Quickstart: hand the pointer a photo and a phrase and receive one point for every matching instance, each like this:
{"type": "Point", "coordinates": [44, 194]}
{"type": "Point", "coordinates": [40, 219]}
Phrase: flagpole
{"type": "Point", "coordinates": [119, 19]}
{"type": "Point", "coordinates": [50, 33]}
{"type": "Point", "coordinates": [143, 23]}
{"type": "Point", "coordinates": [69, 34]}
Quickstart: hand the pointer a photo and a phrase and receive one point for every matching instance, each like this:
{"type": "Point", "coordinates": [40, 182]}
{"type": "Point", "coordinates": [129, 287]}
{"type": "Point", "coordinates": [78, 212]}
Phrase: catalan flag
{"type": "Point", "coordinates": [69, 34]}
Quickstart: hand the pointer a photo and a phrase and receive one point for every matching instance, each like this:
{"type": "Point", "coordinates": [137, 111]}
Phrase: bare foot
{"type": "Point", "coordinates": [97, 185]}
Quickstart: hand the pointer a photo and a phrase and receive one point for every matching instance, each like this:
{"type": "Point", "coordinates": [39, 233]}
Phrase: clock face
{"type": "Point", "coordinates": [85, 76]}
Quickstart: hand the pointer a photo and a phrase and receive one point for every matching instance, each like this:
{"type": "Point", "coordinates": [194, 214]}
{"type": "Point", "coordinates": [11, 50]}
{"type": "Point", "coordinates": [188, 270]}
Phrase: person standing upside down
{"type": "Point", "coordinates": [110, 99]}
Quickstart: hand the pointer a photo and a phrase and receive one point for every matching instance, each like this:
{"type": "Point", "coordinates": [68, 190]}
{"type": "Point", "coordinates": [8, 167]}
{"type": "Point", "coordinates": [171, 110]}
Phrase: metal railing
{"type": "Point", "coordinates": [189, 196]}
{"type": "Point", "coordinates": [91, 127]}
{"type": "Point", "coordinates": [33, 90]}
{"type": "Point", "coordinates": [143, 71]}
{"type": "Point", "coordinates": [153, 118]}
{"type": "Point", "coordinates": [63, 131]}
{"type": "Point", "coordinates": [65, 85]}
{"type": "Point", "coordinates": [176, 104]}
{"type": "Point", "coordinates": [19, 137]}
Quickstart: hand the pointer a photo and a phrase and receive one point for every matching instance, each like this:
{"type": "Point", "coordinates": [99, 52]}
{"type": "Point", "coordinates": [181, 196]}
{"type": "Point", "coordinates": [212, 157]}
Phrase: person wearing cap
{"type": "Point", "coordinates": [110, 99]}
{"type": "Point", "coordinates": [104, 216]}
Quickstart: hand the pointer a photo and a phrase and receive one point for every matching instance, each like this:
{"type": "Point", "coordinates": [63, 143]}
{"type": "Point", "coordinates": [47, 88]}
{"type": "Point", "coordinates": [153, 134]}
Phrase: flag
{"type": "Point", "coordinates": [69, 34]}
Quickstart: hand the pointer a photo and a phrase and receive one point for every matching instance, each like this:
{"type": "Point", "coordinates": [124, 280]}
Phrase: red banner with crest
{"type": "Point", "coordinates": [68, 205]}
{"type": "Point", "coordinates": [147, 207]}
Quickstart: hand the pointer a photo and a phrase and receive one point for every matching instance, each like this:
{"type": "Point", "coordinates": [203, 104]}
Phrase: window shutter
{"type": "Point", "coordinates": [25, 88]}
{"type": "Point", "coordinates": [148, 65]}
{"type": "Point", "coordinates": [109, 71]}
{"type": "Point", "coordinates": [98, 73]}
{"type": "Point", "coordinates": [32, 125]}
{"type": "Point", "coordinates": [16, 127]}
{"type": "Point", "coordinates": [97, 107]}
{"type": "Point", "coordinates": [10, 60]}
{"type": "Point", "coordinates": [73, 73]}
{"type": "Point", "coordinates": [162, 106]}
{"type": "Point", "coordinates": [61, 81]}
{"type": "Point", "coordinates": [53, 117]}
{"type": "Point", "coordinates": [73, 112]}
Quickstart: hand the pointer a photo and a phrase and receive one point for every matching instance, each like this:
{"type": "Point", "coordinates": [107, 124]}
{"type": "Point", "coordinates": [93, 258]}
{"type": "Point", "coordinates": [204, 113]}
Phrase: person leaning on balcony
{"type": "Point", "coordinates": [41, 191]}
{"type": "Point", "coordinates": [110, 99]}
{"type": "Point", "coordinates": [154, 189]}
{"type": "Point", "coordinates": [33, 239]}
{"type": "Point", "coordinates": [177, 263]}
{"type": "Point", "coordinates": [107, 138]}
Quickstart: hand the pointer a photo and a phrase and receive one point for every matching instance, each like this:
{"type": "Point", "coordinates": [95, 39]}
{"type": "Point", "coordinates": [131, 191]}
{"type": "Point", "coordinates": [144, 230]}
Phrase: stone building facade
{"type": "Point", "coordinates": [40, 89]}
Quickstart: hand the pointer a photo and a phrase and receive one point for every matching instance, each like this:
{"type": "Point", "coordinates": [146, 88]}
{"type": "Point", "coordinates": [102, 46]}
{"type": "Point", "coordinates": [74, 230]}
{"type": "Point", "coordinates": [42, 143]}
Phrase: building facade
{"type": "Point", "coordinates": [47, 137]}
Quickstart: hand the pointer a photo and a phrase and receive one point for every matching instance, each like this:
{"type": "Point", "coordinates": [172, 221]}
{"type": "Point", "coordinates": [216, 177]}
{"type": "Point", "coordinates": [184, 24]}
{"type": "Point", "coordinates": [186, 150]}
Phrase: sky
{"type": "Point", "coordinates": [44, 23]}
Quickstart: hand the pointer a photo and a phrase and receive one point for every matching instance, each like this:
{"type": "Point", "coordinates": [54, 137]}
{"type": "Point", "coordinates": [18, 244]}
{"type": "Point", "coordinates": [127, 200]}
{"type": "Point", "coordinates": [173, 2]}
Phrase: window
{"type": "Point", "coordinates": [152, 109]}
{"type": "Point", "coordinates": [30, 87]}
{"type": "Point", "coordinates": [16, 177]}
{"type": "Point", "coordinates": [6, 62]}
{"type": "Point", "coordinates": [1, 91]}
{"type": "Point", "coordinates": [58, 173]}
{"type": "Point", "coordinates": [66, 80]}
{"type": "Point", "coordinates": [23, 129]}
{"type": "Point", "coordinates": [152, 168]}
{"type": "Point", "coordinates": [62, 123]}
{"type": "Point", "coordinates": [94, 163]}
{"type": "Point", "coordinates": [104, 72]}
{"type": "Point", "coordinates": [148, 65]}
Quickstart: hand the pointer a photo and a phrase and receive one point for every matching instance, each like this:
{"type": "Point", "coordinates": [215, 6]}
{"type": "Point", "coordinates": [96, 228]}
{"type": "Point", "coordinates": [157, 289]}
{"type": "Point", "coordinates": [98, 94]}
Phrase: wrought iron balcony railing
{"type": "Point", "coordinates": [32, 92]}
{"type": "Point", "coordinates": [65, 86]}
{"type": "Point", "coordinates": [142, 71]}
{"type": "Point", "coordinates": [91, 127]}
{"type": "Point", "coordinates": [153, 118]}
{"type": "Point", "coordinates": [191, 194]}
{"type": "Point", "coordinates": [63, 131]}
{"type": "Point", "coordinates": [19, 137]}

+ + + + +

EXERCISE INSTRUCTIONS: Would you set down every entry again, exactly?

SOLUTION TO THE PROBLEM:
Quickstart: hand the pointer a photo and a phrase and receive one point for every matching instance, each like this:
{"type": "Point", "coordinates": [44, 194]}
{"type": "Point", "coordinates": [40, 219]}
Phrase: flagpole
{"type": "Point", "coordinates": [119, 19]}
{"type": "Point", "coordinates": [50, 33]}
{"type": "Point", "coordinates": [143, 23]}
{"type": "Point", "coordinates": [69, 34]}
Quickstart: hand the pointer a photo and a phrase and receive one point for every matching instance, each like this:
{"type": "Point", "coordinates": [40, 182]}
{"type": "Point", "coordinates": [129, 287]}
{"type": "Point", "coordinates": [78, 212]}
Phrase: catalan flag
{"type": "Point", "coordinates": [69, 34]}
Quickstart: hand the pointer a photo and a phrase and receive one point for every matching instance, each like this:
{"type": "Point", "coordinates": [137, 111]}
Phrase: bare foot
{"type": "Point", "coordinates": [97, 185]}
Quickstart: hand the pointer a photo and a phrase and receive one point for every matching instance, each like this:
{"type": "Point", "coordinates": [39, 233]}
Phrase: clock face
{"type": "Point", "coordinates": [85, 76]}
Quickstart: hand the pointer a photo and a phrase and receive one point for every matching instance, each like this:
{"type": "Point", "coordinates": [194, 214]}
{"type": "Point", "coordinates": [11, 50]}
{"type": "Point", "coordinates": [188, 270]}
Phrase: person standing upside down
{"type": "Point", "coordinates": [110, 99]}
Quickstart: hand the pointer a photo and a phrase and receive one point for every matching instance, each like this:
{"type": "Point", "coordinates": [68, 190]}
{"type": "Point", "coordinates": [8, 167]}
{"type": "Point", "coordinates": [171, 110]}
Phrase: metal railing
{"type": "Point", "coordinates": [189, 196]}
{"type": "Point", "coordinates": [91, 127]}
{"type": "Point", "coordinates": [33, 90]}
{"type": "Point", "coordinates": [143, 71]}
{"type": "Point", "coordinates": [153, 118]}
{"type": "Point", "coordinates": [63, 131]}
{"type": "Point", "coordinates": [65, 85]}
{"type": "Point", "coordinates": [176, 104]}
{"type": "Point", "coordinates": [19, 137]}
Quickstart: hand the pointer a photo and a phrase and receive one point for every matching instance, each like this:
{"type": "Point", "coordinates": [99, 52]}
{"type": "Point", "coordinates": [181, 196]}
{"type": "Point", "coordinates": [212, 157]}
Phrase: person wearing cap
{"type": "Point", "coordinates": [110, 99]}
{"type": "Point", "coordinates": [104, 216]}
Quickstart: hand the pointer a photo and a phrase and receive one point for every matching instance, each like this:
{"type": "Point", "coordinates": [63, 143]}
{"type": "Point", "coordinates": [47, 88]}
{"type": "Point", "coordinates": [153, 134]}
Phrase: flag
{"type": "Point", "coordinates": [69, 34]}
Quickstart: hand the pointer a photo and a phrase and receive one point for every matching instance, each like this:
{"type": "Point", "coordinates": [124, 280]}
Phrase: red banner with crest
{"type": "Point", "coordinates": [68, 205]}
{"type": "Point", "coordinates": [147, 207]}
Quickstart: hand the pointer a photo and a phrase and receive one point for every matching instance, each like this:
{"type": "Point", "coordinates": [203, 104]}
Phrase: window shutter
{"type": "Point", "coordinates": [25, 88]}
{"type": "Point", "coordinates": [148, 65]}
{"type": "Point", "coordinates": [109, 71]}
{"type": "Point", "coordinates": [98, 73]}
{"type": "Point", "coordinates": [32, 125]}
{"type": "Point", "coordinates": [16, 127]}
{"type": "Point", "coordinates": [97, 107]}
{"type": "Point", "coordinates": [10, 60]}
{"type": "Point", "coordinates": [73, 73]}
{"type": "Point", "coordinates": [162, 106]}
{"type": "Point", "coordinates": [61, 81]}
{"type": "Point", "coordinates": [53, 117]}
{"type": "Point", "coordinates": [73, 112]}
Quickstart: hand the pointer a photo and a phrase and receive one point for every matching instance, each like this:
{"type": "Point", "coordinates": [107, 124]}
{"type": "Point", "coordinates": [93, 258]}
{"type": "Point", "coordinates": [204, 113]}
Phrase: person leaning on balcony
{"type": "Point", "coordinates": [41, 191]}
{"type": "Point", "coordinates": [110, 99]}
{"type": "Point", "coordinates": [154, 189]}
{"type": "Point", "coordinates": [33, 239]}
{"type": "Point", "coordinates": [177, 263]}
{"type": "Point", "coordinates": [107, 138]}
Quickstart: hand the pointer a photo and a phrase and receive one point for every matching instance, each like this:
{"type": "Point", "coordinates": [95, 39]}
{"type": "Point", "coordinates": [131, 191]}
{"type": "Point", "coordinates": [144, 230]}
Phrase: stone building facade
{"type": "Point", "coordinates": [40, 89]}
Quickstart: hand the pointer a photo and a phrase and receive one point for every matching instance, each like this:
{"type": "Point", "coordinates": [146, 88]}
{"type": "Point", "coordinates": [102, 46]}
{"type": "Point", "coordinates": [74, 230]}
{"type": "Point", "coordinates": [42, 143]}
Phrase: building facade
{"type": "Point", "coordinates": [47, 137]}
Quickstart: hand the pointer a photo and a phrase and receive one point for every matching instance, each like this:
{"type": "Point", "coordinates": [172, 221]}
{"type": "Point", "coordinates": [216, 177]}
{"type": "Point", "coordinates": [184, 24]}
{"type": "Point", "coordinates": [186, 150]}
Phrase: sky
{"type": "Point", "coordinates": [44, 23]}
Quickstart: hand the pointer a photo and a phrase and receive one point for every matching instance, each like this:
{"type": "Point", "coordinates": [54, 137]}
{"type": "Point", "coordinates": [18, 244]}
{"type": "Point", "coordinates": [127, 200]}
{"type": "Point", "coordinates": [173, 2]}
Phrase: window
{"type": "Point", "coordinates": [152, 109]}
{"type": "Point", "coordinates": [30, 87]}
{"type": "Point", "coordinates": [16, 177]}
{"type": "Point", "coordinates": [6, 62]}
{"type": "Point", "coordinates": [1, 91]}
{"type": "Point", "coordinates": [58, 173]}
{"type": "Point", "coordinates": [66, 80]}
{"type": "Point", "coordinates": [23, 129]}
{"type": "Point", "coordinates": [152, 168]}
{"type": "Point", "coordinates": [62, 123]}
{"type": "Point", "coordinates": [94, 163]}
{"type": "Point", "coordinates": [104, 72]}
{"type": "Point", "coordinates": [148, 65]}
Quickstart: hand the pointer a photo and a phrase and receive one point for every matching instance, each like this:
{"type": "Point", "coordinates": [215, 6]}
{"type": "Point", "coordinates": [96, 228]}
{"type": "Point", "coordinates": [157, 289]}
{"type": "Point", "coordinates": [98, 94]}
Phrase: wrought iron balcony railing
{"type": "Point", "coordinates": [32, 92]}
{"type": "Point", "coordinates": [65, 86]}
{"type": "Point", "coordinates": [142, 71]}
{"type": "Point", "coordinates": [91, 127]}
{"type": "Point", "coordinates": [153, 118]}
{"type": "Point", "coordinates": [191, 194]}
{"type": "Point", "coordinates": [63, 131]}
{"type": "Point", "coordinates": [19, 137]}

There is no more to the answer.